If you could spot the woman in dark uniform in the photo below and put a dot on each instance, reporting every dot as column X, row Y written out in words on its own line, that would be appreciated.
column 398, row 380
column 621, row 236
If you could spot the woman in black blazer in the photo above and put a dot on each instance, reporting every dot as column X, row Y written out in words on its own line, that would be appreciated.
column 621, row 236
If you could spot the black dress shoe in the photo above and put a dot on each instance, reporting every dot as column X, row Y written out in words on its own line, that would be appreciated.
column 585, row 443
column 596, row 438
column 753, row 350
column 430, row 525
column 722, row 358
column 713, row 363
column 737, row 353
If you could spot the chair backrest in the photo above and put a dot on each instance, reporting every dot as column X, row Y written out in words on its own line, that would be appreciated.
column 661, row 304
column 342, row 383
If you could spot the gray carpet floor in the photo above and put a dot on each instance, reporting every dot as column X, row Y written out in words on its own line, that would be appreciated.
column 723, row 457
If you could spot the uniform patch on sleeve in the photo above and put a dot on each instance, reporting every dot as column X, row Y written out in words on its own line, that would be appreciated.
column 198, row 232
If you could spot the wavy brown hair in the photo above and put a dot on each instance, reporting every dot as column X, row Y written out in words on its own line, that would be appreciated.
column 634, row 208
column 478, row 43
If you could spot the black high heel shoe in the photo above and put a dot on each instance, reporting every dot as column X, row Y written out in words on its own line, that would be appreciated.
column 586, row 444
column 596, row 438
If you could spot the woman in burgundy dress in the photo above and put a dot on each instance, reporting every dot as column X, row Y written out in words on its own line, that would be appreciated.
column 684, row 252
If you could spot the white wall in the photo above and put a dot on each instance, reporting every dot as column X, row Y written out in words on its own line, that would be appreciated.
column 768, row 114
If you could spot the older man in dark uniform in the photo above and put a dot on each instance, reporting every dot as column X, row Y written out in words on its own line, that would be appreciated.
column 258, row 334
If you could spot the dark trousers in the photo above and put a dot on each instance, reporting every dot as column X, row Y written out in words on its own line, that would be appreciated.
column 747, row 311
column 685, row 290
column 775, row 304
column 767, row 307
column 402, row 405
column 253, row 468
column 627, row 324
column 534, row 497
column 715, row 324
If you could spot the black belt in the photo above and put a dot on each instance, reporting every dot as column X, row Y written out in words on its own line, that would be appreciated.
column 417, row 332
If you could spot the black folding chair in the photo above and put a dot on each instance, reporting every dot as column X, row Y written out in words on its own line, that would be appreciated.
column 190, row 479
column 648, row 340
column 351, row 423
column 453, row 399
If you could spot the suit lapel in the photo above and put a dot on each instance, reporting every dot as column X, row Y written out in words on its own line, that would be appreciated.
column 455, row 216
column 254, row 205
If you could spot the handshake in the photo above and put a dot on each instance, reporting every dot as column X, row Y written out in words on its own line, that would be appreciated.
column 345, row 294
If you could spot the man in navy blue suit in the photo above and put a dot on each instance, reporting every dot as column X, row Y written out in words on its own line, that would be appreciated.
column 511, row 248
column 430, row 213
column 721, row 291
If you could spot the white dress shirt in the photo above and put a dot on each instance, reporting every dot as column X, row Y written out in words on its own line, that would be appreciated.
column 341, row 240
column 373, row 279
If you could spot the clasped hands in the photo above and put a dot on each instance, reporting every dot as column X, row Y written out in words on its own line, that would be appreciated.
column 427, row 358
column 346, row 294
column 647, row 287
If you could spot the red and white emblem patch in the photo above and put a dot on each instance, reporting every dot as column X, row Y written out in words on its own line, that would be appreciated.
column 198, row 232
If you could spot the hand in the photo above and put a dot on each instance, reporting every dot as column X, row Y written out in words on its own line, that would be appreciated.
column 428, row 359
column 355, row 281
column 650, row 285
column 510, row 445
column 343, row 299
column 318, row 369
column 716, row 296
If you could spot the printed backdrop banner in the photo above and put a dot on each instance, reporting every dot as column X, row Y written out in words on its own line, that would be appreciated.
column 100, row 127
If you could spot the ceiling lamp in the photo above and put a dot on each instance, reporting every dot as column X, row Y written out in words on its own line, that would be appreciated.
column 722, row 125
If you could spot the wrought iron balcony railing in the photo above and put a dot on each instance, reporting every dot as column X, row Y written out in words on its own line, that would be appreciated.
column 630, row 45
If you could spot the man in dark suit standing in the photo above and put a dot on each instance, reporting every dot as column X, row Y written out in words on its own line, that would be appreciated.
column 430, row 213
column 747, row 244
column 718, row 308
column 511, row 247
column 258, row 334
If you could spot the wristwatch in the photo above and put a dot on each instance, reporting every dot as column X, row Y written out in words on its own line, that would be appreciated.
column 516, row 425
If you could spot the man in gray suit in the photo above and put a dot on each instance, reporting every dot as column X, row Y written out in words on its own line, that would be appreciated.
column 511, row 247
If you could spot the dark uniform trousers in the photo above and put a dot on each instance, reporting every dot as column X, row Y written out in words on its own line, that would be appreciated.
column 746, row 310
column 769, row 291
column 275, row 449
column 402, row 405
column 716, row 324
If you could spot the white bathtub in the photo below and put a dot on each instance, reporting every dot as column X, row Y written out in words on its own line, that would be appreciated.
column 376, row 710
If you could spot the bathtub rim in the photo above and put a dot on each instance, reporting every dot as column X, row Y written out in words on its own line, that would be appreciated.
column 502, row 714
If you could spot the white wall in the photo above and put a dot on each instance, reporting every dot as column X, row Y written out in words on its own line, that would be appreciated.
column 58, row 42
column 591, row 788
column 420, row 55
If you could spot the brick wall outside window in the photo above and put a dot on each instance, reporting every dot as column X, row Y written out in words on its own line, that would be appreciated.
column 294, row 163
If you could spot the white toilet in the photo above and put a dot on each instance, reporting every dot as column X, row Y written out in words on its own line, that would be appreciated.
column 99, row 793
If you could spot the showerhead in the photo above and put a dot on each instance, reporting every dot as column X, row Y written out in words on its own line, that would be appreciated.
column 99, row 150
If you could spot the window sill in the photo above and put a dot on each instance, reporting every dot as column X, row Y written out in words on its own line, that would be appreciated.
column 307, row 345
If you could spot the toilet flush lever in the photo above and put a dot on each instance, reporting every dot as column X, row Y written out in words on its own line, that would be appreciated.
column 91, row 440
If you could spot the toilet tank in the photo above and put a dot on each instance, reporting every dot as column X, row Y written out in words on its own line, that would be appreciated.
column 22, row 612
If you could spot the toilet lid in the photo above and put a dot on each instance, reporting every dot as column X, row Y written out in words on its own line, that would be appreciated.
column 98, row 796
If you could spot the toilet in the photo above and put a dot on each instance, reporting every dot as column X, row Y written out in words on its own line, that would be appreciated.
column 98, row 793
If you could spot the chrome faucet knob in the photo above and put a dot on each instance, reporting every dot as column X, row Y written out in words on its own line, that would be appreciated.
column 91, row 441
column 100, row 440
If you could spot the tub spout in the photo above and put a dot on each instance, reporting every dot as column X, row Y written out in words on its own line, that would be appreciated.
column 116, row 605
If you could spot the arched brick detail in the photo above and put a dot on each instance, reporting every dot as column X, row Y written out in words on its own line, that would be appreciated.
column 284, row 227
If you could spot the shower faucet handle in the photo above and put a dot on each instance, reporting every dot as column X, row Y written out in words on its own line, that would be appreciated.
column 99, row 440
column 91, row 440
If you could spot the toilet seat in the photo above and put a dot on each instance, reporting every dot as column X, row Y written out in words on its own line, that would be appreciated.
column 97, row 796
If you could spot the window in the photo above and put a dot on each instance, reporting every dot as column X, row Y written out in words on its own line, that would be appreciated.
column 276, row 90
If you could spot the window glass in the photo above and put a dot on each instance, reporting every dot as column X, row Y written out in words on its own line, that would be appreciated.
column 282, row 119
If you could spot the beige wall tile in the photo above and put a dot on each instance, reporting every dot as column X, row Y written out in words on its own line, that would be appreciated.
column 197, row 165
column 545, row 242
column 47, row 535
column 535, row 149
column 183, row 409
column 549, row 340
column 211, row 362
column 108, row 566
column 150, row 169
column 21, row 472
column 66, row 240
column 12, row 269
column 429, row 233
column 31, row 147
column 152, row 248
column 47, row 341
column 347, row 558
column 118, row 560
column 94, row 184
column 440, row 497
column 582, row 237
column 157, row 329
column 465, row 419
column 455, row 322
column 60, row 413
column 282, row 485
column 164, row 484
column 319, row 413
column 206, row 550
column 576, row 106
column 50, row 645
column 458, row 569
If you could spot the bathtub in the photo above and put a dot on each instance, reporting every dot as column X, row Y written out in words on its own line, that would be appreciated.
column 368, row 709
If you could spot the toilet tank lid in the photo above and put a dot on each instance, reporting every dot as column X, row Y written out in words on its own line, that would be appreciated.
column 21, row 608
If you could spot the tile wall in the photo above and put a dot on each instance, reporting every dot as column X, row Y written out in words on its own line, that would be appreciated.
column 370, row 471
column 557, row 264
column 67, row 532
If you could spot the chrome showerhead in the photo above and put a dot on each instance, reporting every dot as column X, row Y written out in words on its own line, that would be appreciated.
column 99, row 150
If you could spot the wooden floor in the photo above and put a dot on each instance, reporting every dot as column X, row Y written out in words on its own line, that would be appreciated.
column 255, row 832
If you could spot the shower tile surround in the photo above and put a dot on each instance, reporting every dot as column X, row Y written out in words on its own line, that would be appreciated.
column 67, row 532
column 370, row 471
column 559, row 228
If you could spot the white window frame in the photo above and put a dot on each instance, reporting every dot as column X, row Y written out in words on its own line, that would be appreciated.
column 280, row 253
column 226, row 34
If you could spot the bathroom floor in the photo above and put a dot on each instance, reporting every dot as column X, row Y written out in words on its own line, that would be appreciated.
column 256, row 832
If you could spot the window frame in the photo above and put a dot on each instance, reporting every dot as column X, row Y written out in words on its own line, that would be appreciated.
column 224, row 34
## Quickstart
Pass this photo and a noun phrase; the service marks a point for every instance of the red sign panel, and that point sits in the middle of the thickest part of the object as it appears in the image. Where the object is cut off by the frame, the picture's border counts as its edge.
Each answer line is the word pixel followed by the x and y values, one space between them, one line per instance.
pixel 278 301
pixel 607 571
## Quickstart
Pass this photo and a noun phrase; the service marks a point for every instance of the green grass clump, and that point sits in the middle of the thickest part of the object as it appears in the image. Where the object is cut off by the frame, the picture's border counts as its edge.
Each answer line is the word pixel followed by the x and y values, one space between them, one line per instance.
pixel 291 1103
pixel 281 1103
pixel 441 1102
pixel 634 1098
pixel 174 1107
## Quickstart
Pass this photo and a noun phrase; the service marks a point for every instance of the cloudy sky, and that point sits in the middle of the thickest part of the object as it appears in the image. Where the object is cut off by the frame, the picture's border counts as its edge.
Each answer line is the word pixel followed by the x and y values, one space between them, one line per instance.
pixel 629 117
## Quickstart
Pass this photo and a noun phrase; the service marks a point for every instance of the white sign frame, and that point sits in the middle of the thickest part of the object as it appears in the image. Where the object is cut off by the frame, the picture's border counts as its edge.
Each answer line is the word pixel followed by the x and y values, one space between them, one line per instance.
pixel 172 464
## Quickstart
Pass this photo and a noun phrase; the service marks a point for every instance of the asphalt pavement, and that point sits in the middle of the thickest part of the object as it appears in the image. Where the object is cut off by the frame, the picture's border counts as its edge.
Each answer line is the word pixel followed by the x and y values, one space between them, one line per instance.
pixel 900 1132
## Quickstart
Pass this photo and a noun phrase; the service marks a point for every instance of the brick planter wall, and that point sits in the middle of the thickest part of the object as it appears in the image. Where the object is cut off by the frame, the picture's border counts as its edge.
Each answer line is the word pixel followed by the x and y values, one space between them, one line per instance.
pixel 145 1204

## WHAT IS REQUIRED
Take each line from the preceding material that contains "this" and copy it.

## WRITTEN ANSWER
Pass this photo and a noun phrase; the service marks a point for every instance of the red sign panel, and that point sits in the middle of the thickest part of the object as it appears in the image. Where the object is cut off by the frame, the picture's border counts as its edge.
Pass this photo and a noun phrase; the service marks a point for every instance of the green grass clump, and that point sits in the middle of the thickest part of the object as it appears in the image. Where the object is cut off by the frame, the picture's border counts as its edge.
Pass this photo and a noun phrase; the service marks a point for every instance of the cloudy sky, and that point sits in the middle of the thickest part of the object as it appears in the image. Where the object is cut off by the frame, the picture's border counts as its edge.
Pass this photo and a noun phrase; the service marks a point for every instance of the white sign frame, and that point sits in the middle of the thickest part of the object as it appears in the image. Where the object is cut off by the frame, the picture's border counts as its edge.
Pass this photo and a noun phrase; the service marks a point for every instance of the asphalt pavement, and that point sits in the middle of the thickest part of the object as it appears in the image. Where the object is cut off by the frame, the picture's border counts as its edge.
Pass this photo and a noun phrase; the service marks a point for every instance of the brick planter wall, and that point sits in the middle of the thickest part of the object as it appears in the image. Where the object is cut off by the frame, the picture's border counts as its edge.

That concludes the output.